● Work item:
Copy the debate article below word for word, from "Davis, who is" up to and including "the Obama years.".

The result was a contest heavier on policy differences and lighter on the kinds of finger-pointing and quips that marked the two previous rounds of Democratic debates.

In the midst of it all, longtime Hillary Clinton aide Philippe Reines praised ABC for having “learned from the best & worst of the previous two.”

Some of this was due to the gravitas of George Stephanopoulos and David Muir, the ABC stalwarts whose deft handling of the exchanges between candidates gave the debate a smoothness lacking in earlier rounds. The two veterans were joined by ABC correspondent Linsey Davis and Univision anchor Jorge Ramos, whose pointed questions drew more attention.

At one point, the audience at Texas Southern University cheered when Davis grilled Sen. Kamala Harris on her shifting positions on criminal justice issues and asked, “When you had the power, why didn’t you try to affect change then?”

Davis, who is black, began a segment focused on racism by acknowledging the debate was being held at a historically black college and that young black voters were especially concerned with the issue. Ramos, an anchor at Spanish-language Univision, which partnered with ABC on the debate, kicked off questions on immigration by grilling former Vice President Joe Biden the three million deportations during the Obama years.

“Are you prepared to say tonight that you and President Obama made a mistake about deportations?” Ramos asked. “Why should Latinos trust you?”

Ramos isn’t a neutral voice on the issue of deportations, having sparred with former President Barack Obama on the topic in 2014. And his aggressive follow-ups to Biden on the deportation issue – “You didn’t answer the question,” he said at one point – are likely to revive complaints that he sometimes veers into advocacy.

● Dataset records:
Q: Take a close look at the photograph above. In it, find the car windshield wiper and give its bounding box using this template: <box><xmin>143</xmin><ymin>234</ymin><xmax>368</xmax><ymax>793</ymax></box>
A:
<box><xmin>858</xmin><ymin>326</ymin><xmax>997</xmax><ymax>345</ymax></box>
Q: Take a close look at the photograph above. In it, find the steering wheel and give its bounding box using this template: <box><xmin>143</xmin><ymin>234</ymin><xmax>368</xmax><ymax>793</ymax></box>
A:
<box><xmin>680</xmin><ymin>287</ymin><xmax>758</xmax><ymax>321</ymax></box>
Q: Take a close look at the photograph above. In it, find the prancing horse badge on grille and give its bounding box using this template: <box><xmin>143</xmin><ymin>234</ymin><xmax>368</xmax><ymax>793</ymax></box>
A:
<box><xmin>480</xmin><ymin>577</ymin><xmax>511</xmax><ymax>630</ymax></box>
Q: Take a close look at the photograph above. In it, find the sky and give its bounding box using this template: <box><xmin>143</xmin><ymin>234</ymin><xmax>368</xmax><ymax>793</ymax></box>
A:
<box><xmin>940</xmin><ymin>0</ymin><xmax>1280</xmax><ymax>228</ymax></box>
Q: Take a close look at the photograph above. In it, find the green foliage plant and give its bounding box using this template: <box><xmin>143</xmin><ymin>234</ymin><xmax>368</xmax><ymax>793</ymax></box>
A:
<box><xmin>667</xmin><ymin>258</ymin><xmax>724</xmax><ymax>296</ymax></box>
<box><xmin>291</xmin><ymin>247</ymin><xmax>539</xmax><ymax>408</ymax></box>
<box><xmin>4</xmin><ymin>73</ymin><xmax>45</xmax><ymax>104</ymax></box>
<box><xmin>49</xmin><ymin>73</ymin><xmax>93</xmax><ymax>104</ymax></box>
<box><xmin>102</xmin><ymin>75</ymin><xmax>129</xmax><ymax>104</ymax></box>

● Response:
Davis, who is black, began a segment focused on racism by acknowledging the debate was being held at a historically black college and that young black voters were especially concerned with the issue. Ramos, an anchor at Spanish-language Univision, which partnered with ABC on the debate, kicked off questions on immigration by grilling former Vice President Joe Biden the three million deportations during the Obama years.